* _課題_
下の記事について、次の問いに答えてください。
(a) ゴマの人口はどれくらいか。
(b) WHOが新ワクチンをすでに接種した人数は何人か。
(c) MSFがカトワで行ったことは何か。

* _記事本文_
--------------------
コンゴ エボラ封じ込めで住民の不信感が障害に
隣国への拡大懸念
アフリカ中部コンゴ(旧ザイール)東部で流行しているエボラ出血熱は当初の勢いを失っているものの、感染地域は南へと移動し、隣国ルワンダへの拡大が懸念されている。政情不安に伴う治安の悪化や住民の政府への不信感などのため、治療活動に協力が得にくく、流行拡大阻止にも支障が出ている。
昨年ベニ、マンギナで流行し、過去2番目の被害を出したエボラは、南方のビュトンボ、カトワに移り、ルワンダ国境の町でも感染が拡大している。
世界保健機関(WHO)の緊急事態対応の責任者ピーター・サラマ氏は、スイスからの電話インタビューでワシントン・タイムズに対し、「ルワンダやウガンダへとつながる大市場都市ゴマで拡大が見られ、懸念している」と危機感をあらわにした。
ゴマは人口100万人以上、物資の輸送ルート上にあり、ここで拡大を止めることが重要になるという。
近年、治療や感染拡大防止のため、さまざまな設備が投入されている。WHOはコンゴとウガンダで新ワクチンの試用を開始し、すでに6万人に接種した。
しかし、地域の住民は、政府と反政府勢力との何十年にもわたる衝突で「心の痛手を負い」(サラマ氏)、受診や安全な埋葬方法を推める政府に対し強い不信感を抱いている。サラマ氏は「暴力、衝突と地元住民の不信感が重なり、活動が著しく困難になっている」と現地の困難な状況を訴えた。
ベニの治療センターは数週間前、大統領選挙戦中に襲撃され、カトワでは今も続く抗議行動のため生活が困窮、最近になって感染者が増加した。
すでに689人が感染、420人以上が死亡した。2014年の西アフリカでの流行で1万1000人以上が死亡して以来の規模となる。
国際医療団体「国境なき医師団(MSF)」は、ビュトンボの治療センターを拡大、カトワに新たなセンターを設置した。地元住民の信頼を得るため、大きな窓を設置したり、家族が訪問したりしやすくするなど工夫を凝らしているという。
カトワに滞在するMSFの人類学者ロバート・ライト氏は、「エボラに関しては、治療センターを設けるだけでは十分でない。地域社会と交流し、相互の信頼を築くことが大流行を止める鍵となる。住民が流行の抑制に積極的に関与できるよう、取り組みを強化する必要がある」と指摘した。
--------------------
* _データ抜粋_
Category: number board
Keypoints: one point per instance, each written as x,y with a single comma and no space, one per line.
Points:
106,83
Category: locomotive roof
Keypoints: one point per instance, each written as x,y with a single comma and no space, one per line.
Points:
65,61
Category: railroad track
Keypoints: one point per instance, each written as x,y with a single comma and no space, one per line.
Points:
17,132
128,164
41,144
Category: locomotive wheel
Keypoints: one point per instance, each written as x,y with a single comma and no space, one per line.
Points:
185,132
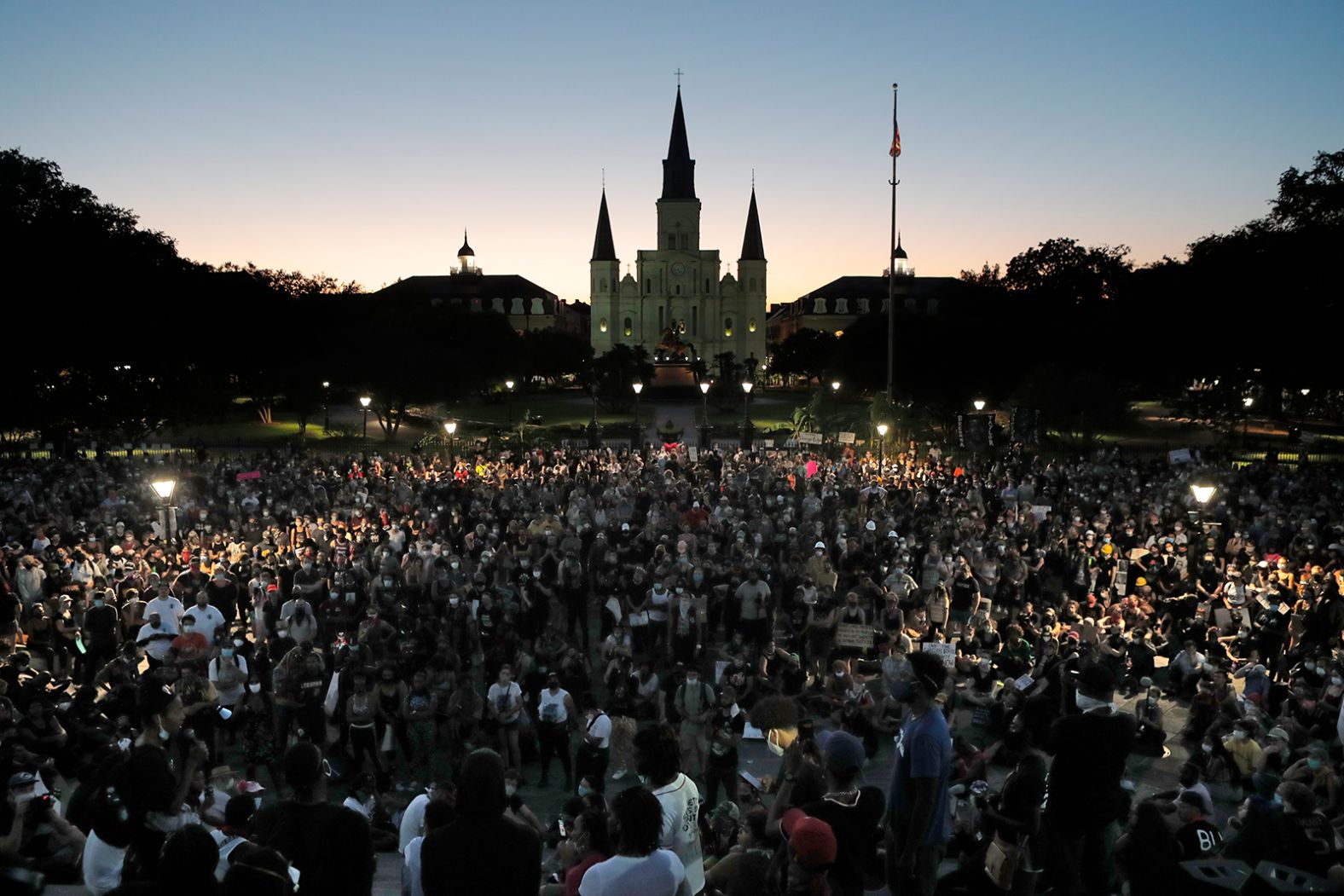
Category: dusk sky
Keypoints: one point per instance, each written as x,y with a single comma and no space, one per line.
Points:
361,139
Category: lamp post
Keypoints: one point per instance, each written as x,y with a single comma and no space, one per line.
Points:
835,408
167,512
882,454
450,431
639,426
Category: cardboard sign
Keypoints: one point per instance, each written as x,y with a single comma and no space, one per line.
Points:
849,634
947,652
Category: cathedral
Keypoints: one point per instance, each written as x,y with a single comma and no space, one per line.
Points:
676,303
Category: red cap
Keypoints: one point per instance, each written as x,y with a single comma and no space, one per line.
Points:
811,839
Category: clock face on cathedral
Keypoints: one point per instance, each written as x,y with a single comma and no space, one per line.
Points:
681,303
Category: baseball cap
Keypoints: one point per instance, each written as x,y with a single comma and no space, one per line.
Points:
812,840
842,750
--------------------
* _解答_
(a) 100万人以上
(b) 6万人
(c) 新たな治療センターを設置した。